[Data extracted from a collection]
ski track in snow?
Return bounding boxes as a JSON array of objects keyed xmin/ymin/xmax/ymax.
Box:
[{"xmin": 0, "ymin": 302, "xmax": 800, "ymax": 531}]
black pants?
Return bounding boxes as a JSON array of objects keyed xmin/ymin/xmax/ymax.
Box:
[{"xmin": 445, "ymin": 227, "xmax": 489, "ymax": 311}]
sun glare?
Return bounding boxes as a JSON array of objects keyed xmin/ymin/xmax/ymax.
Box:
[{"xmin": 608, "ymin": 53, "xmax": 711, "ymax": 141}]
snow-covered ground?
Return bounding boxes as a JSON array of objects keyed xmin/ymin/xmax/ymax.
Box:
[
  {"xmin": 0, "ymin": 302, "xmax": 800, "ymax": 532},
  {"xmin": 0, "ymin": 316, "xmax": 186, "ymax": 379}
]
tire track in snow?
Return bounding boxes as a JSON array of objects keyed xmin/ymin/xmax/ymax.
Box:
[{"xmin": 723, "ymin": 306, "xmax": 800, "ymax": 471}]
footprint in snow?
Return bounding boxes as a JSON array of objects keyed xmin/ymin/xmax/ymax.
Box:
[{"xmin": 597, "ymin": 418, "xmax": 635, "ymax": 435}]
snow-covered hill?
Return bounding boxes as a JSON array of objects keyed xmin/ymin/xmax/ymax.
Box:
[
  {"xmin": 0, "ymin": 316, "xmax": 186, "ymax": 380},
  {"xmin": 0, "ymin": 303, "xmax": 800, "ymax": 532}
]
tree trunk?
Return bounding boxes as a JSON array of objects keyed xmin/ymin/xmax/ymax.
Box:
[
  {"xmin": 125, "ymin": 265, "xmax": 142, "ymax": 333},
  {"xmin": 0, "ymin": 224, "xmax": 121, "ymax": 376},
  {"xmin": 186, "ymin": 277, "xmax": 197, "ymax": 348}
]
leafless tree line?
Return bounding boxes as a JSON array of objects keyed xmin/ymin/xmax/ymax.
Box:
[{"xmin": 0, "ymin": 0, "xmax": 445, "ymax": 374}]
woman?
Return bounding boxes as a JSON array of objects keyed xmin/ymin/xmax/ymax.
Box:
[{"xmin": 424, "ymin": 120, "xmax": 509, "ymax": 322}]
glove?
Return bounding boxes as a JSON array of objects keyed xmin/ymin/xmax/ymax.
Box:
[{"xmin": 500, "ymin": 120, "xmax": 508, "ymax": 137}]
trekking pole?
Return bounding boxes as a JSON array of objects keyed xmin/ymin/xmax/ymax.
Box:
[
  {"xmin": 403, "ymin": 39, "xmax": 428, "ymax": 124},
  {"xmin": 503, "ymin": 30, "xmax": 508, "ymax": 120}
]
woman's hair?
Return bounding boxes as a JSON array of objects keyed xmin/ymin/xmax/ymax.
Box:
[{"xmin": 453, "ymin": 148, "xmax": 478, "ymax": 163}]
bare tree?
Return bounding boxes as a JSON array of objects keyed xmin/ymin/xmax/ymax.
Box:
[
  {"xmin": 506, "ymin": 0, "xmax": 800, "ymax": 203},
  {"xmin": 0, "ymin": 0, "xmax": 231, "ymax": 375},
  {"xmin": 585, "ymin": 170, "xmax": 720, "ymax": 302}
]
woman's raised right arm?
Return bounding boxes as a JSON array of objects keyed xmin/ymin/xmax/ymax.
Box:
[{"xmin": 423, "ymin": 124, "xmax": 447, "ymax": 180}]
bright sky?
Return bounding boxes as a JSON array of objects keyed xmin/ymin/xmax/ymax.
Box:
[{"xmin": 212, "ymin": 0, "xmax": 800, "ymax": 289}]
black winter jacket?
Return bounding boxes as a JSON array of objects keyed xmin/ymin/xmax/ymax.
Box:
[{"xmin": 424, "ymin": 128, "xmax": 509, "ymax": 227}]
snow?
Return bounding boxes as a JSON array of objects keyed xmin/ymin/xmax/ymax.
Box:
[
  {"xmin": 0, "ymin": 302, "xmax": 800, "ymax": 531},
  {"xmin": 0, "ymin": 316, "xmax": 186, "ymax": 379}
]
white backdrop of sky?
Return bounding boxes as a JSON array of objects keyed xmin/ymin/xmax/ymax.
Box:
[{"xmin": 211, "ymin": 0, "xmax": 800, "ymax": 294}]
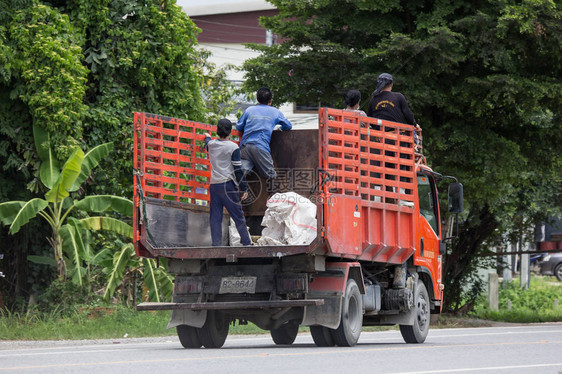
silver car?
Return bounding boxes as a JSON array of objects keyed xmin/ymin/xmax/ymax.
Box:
[{"xmin": 539, "ymin": 252, "xmax": 562, "ymax": 282}]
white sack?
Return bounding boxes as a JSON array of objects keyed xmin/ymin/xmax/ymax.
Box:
[{"xmin": 258, "ymin": 192, "xmax": 316, "ymax": 245}]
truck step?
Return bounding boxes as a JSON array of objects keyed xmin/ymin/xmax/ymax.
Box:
[{"xmin": 137, "ymin": 299, "xmax": 324, "ymax": 311}]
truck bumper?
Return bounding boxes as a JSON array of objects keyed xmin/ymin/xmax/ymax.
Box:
[{"xmin": 137, "ymin": 299, "xmax": 324, "ymax": 311}]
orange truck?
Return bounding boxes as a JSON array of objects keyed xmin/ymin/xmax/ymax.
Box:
[{"xmin": 133, "ymin": 108, "xmax": 463, "ymax": 348}]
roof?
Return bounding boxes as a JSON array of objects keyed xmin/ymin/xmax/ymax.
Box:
[{"xmin": 176, "ymin": 0, "xmax": 276, "ymax": 17}]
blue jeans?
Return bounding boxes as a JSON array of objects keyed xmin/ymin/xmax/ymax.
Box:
[
  {"xmin": 240, "ymin": 143, "xmax": 277, "ymax": 179},
  {"xmin": 209, "ymin": 181, "xmax": 252, "ymax": 247}
]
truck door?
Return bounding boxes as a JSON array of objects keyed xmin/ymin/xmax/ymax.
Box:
[{"xmin": 414, "ymin": 173, "xmax": 441, "ymax": 298}]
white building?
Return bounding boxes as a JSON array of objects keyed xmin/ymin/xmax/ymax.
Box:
[{"xmin": 177, "ymin": 0, "xmax": 318, "ymax": 129}]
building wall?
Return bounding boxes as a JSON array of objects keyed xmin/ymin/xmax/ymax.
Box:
[{"xmin": 191, "ymin": 10, "xmax": 279, "ymax": 44}]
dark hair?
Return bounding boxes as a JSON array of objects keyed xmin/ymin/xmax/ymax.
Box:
[
  {"xmin": 371, "ymin": 73, "xmax": 392, "ymax": 97},
  {"xmin": 217, "ymin": 118, "xmax": 232, "ymax": 138},
  {"xmin": 345, "ymin": 90, "xmax": 361, "ymax": 107},
  {"xmin": 256, "ymin": 87, "xmax": 273, "ymax": 105}
]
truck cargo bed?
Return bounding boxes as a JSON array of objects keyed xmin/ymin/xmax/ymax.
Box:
[{"xmin": 133, "ymin": 108, "xmax": 418, "ymax": 264}]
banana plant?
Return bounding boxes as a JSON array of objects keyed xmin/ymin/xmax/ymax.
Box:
[
  {"xmin": 93, "ymin": 241, "xmax": 173, "ymax": 304},
  {"xmin": 0, "ymin": 122, "xmax": 133, "ymax": 286}
]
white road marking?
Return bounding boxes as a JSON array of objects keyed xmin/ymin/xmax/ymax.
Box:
[{"xmin": 386, "ymin": 362, "xmax": 562, "ymax": 374}]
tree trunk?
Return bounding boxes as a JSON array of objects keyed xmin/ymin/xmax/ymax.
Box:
[{"xmin": 443, "ymin": 206, "xmax": 498, "ymax": 312}]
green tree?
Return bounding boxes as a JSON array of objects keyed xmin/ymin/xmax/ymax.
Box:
[
  {"xmin": 0, "ymin": 126, "xmax": 129, "ymax": 286},
  {"xmin": 0, "ymin": 0, "xmax": 205, "ymax": 199},
  {"xmin": 244, "ymin": 0, "xmax": 562, "ymax": 310},
  {"xmin": 0, "ymin": 0, "xmax": 220, "ymax": 306}
]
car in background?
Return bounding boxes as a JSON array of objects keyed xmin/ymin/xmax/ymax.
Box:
[{"xmin": 539, "ymin": 252, "xmax": 562, "ymax": 282}]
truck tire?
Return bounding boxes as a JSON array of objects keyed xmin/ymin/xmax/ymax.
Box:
[
  {"xmin": 554, "ymin": 264, "xmax": 562, "ymax": 282},
  {"xmin": 270, "ymin": 321, "xmax": 299, "ymax": 345},
  {"xmin": 176, "ymin": 325, "xmax": 202, "ymax": 348},
  {"xmin": 198, "ymin": 310, "xmax": 229, "ymax": 348},
  {"xmin": 310, "ymin": 326, "xmax": 336, "ymax": 347},
  {"xmin": 332, "ymin": 279, "xmax": 363, "ymax": 347},
  {"xmin": 400, "ymin": 281, "xmax": 430, "ymax": 344}
]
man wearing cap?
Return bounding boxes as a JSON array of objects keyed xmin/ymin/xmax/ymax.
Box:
[{"xmin": 367, "ymin": 73, "xmax": 420, "ymax": 130}]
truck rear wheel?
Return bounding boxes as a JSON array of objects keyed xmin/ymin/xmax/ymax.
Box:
[
  {"xmin": 332, "ymin": 279, "xmax": 363, "ymax": 347},
  {"xmin": 310, "ymin": 326, "xmax": 336, "ymax": 347},
  {"xmin": 176, "ymin": 325, "xmax": 202, "ymax": 348},
  {"xmin": 400, "ymin": 281, "xmax": 430, "ymax": 344},
  {"xmin": 199, "ymin": 310, "xmax": 229, "ymax": 348},
  {"xmin": 270, "ymin": 321, "xmax": 299, "ymax": 345}
]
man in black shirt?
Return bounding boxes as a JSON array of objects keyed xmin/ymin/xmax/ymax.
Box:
[{"xmin": 367, "ymin": 73, "xmax": 420, "ymax": 130}]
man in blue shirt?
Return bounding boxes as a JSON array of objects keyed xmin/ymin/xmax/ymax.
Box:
[{"xmin": 236, "ymin": 87, "xmax": 293, "ymax": 179}]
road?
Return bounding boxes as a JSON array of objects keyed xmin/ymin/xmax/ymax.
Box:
[{"xmin": 0, "ymin": 323, "xmax": 562, "ymax": 374}]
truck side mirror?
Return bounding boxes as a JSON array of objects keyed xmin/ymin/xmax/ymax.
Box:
[{"xmin": 449, "ymin": 182, "xmax": 463, "ymax": 214}]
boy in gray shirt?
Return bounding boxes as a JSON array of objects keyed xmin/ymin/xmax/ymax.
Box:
[{"xmin": 205, "ymin": 118, "xmax": 252, "ymax": 247}]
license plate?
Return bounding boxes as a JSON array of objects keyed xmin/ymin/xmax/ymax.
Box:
[{"xmin": 219, "ymin": 277, "xmax": 256, "ymax": 293}]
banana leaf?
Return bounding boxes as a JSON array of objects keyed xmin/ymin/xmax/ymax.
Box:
[
  {"xmin": 9, "ymin": 198, "xmax": 49, "ymax": 235},
  {"xmin": 0, "ymin": 201, "xmax": 25, "ymax": 225},
  {"xmin": 69, "ymin": 142, "xmax": 113, "ymax": 192},
  {"xmin": 74, "ymin": 195, "xmax": 133, "ymax": 216},
  {"xmin": 103, "ymin": 243, "xmax": 135, "ymax": 301},
  {"xmin": 27, "ymin": 255, "xmax": 57, "ymax": 267},
  {"xmin": 80, "ymin": 217, "xmax": 133, "ymax": 239},
  {"xmin": 142, "ymin": 258, "xmax": 160, "ymax": 302},
  {"xmin": 45, "ymin": 148, "xmax": 84, "ymax": 203},
  {"xmin": 60, "ymin": 218, "xmax": 92, "ymax": 287},
  {"xmin": 39, "ymin": 148, "xmax": 60, "ymax": 188},
  {"xmin": 33, "ymin": 125, "xmax": 60, "ymax": 188}
]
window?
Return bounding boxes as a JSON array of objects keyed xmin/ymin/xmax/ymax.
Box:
[{"xmin": 418, "ymin": 174, "xmax": 439, "ymax": 235}]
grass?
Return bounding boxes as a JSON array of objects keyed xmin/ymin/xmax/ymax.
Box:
[
  {"xmin": 0, "ymin": 277, "xmax": 562, "ymax": 340},
  {"xmin": 471, "ymin": 276, "xmax": 562, "ymax": 323}
]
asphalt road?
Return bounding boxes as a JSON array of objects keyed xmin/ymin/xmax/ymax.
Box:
[{"xmin": 0, "ymin": 323, "xmax": 562, "ymax": 374}]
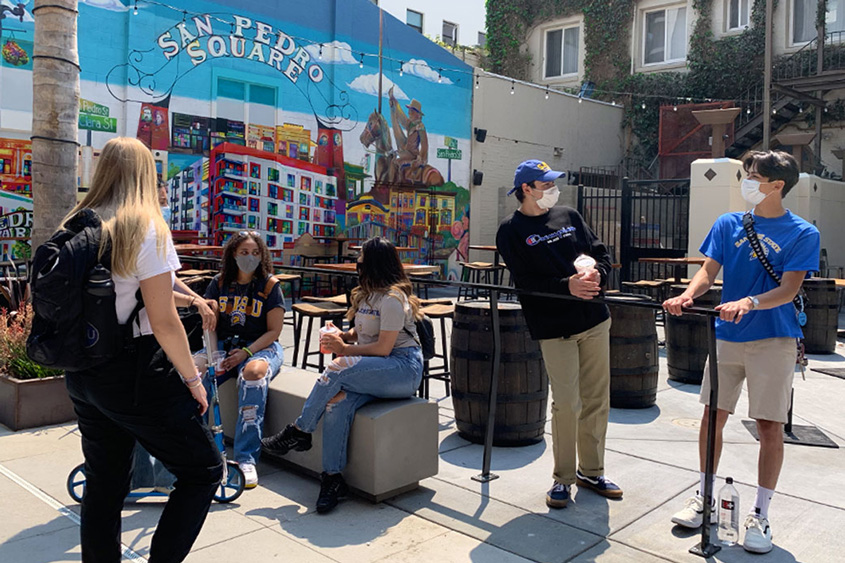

**GIVEN INSTRUCTION**
Extract each line of the records above that contains the string "tree". Treat uppercase and lowercase letters as different.

**CORRECT RESPONSE**
tree trunk?
leafless tree line?
bare tree?
tree trunk?
green tree?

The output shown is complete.